> _BRIEF_
From the entries below, pull out each line where "pattern" appears.

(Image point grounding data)
┌──
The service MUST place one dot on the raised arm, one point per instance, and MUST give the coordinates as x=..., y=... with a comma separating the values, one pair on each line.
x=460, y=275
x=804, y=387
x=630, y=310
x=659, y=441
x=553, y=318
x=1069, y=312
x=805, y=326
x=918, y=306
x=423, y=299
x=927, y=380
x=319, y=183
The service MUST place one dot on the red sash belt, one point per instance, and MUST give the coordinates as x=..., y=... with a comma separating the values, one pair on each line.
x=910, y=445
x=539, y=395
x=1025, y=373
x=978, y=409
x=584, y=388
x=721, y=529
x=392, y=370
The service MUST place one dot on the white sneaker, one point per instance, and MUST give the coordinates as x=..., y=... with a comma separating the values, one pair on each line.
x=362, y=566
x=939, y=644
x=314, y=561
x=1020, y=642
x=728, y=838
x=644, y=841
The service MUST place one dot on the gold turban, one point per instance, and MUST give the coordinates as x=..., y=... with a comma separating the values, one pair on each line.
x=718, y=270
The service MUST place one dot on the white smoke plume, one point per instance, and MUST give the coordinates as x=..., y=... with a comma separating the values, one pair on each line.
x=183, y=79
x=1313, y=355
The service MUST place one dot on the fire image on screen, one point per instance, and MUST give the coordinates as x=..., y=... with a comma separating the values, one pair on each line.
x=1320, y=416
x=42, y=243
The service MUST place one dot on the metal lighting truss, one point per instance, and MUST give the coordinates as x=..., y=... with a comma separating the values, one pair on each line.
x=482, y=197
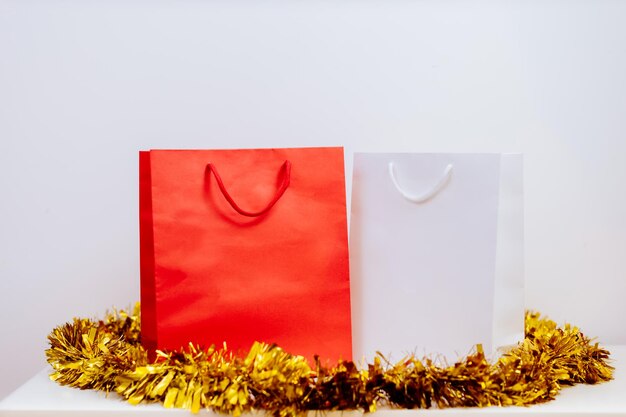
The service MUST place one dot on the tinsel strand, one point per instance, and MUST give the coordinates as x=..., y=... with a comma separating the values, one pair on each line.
x=107, y=355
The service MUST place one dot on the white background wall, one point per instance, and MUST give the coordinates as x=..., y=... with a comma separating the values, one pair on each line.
x=85, y=84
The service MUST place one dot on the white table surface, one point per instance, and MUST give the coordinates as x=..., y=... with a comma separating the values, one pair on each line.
x=40, y=397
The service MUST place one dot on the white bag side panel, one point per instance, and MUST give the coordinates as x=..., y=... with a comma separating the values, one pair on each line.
x=508, y=310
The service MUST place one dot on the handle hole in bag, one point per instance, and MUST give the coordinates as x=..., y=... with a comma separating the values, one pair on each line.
x=285, y=169
x=428, y=194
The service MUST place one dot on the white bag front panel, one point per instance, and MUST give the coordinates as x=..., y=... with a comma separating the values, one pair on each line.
x=422, y=274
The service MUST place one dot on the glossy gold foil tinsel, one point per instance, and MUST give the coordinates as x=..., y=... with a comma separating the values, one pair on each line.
x=107, y=355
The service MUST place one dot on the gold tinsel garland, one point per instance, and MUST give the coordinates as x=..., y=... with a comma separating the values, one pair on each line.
x=107, y=355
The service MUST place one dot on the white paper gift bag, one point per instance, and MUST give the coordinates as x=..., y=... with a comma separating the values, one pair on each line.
x=436, y=253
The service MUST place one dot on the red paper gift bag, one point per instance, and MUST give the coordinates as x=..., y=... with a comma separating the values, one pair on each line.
x=246, y=245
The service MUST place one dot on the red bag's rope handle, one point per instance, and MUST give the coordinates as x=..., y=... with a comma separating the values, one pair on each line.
x=286, y=168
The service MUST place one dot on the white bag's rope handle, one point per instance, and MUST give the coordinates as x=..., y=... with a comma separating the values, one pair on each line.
x=422, y=198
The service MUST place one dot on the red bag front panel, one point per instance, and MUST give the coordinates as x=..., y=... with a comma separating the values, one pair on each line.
x=220, y=276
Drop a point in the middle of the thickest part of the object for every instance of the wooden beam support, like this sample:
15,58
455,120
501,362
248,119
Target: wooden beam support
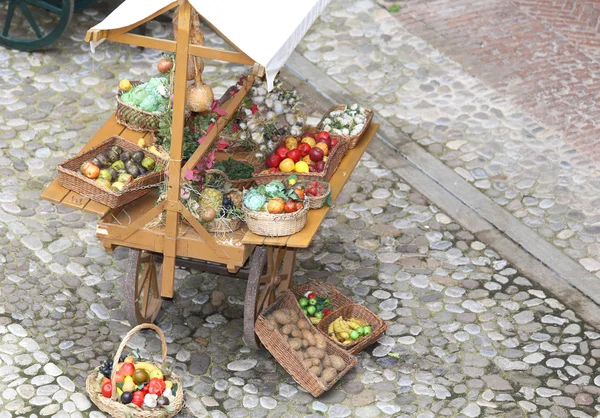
230,108
208,239
174,185
139,222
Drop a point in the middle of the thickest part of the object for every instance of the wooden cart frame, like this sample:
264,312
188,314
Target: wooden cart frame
267,262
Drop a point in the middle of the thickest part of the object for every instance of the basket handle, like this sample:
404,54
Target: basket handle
122,346
219,172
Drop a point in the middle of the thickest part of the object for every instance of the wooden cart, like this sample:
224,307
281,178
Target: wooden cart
267,262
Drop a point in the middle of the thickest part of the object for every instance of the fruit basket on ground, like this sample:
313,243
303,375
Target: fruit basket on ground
237,173
308,356
140,105
321,292
352,327
346,122
310,156
113,173
274,209
136,389
316,193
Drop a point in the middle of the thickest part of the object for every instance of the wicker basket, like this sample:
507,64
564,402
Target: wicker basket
137,119
318,202
71,178
134,118
378,326
351,139
332,163
279,348
118,410
275,225
226,225
338,299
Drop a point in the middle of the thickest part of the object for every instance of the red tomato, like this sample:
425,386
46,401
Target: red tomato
282,152
294,154
127,369
322,135
304,149
289,207
156,386
273,160
138,398
119,377
107,390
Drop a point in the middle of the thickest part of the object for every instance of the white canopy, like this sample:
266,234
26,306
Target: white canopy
265,30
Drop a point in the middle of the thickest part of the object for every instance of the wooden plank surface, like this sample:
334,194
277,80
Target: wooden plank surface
315,217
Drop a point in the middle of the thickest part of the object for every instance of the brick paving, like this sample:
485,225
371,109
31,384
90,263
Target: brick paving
543,55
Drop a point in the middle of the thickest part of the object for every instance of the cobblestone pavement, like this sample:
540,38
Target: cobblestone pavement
512,158
469,335
544,55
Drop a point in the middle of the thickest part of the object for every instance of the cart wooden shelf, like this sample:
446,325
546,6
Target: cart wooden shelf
267,262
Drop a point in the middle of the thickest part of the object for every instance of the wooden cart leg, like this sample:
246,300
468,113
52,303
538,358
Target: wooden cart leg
142,287
271,273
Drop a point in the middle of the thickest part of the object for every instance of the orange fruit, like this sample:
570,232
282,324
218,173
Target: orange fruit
291,142
287,165
323,147
307,160
310,141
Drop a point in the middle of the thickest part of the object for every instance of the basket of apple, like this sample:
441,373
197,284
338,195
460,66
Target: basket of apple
275,209
310,156
127,387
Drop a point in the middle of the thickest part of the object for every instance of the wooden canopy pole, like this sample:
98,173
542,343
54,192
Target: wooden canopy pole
173,191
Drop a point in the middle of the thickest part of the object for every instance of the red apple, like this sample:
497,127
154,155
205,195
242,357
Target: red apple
304,149
127,369
294,154
316,154
326,141
273,160
282,152
322,134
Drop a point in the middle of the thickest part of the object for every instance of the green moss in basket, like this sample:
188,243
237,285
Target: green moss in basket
235,169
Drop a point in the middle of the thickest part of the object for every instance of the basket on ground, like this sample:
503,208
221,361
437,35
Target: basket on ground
378,326
332,164
352,140
275,225
71,178
287,357
317,202
337,298
116,409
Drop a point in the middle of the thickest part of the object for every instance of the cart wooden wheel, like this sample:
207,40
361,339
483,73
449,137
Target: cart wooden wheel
33,24
271,272
142,287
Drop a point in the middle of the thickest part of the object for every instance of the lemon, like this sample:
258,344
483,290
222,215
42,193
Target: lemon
301,167
125,85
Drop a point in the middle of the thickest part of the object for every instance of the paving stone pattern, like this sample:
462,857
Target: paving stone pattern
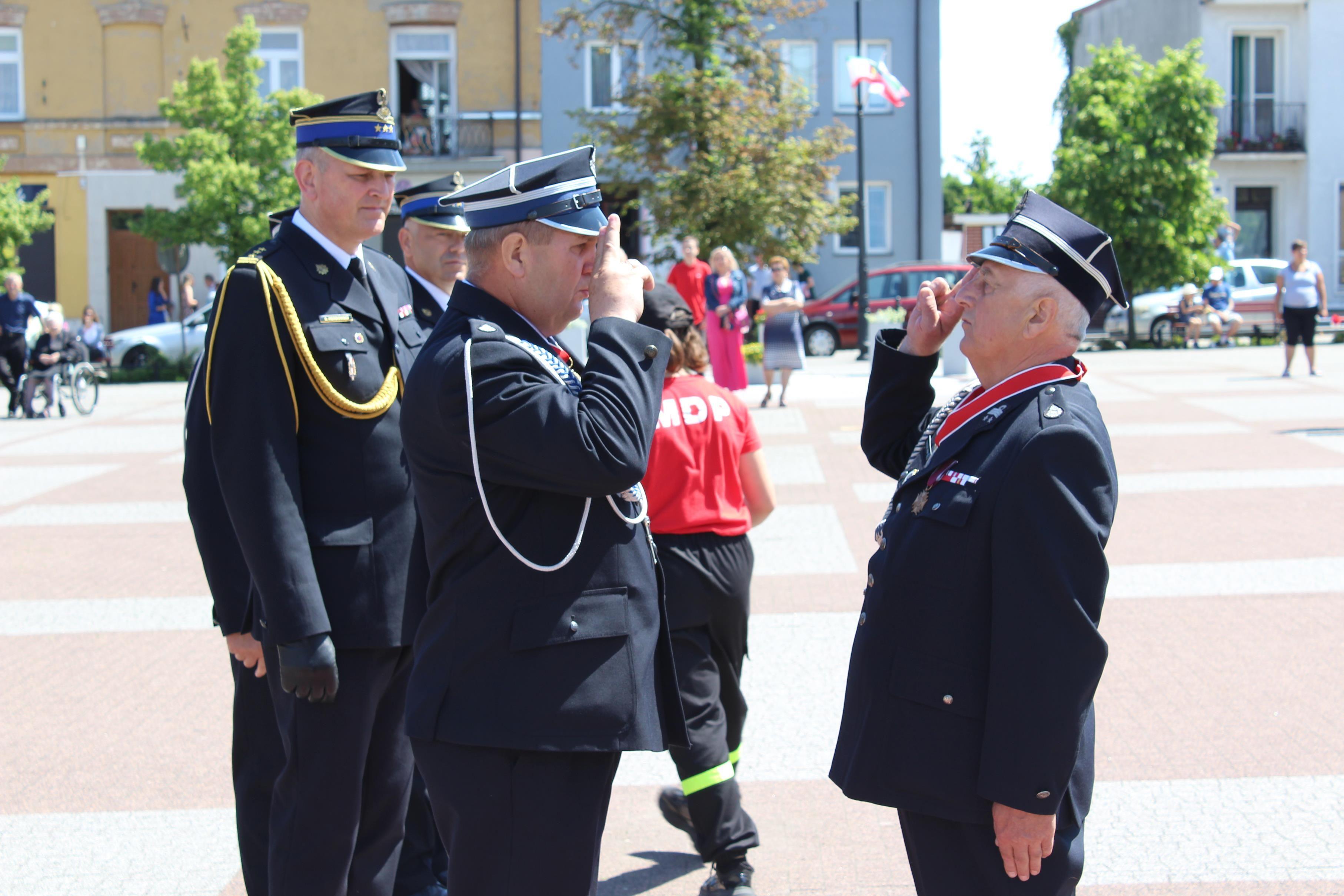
└──
> _SOLVED PROBLEM_
Drop a point in the middle of the thickest part of the object for every instance of the paving stone pattern, like this sample:
Target: paving stone pattern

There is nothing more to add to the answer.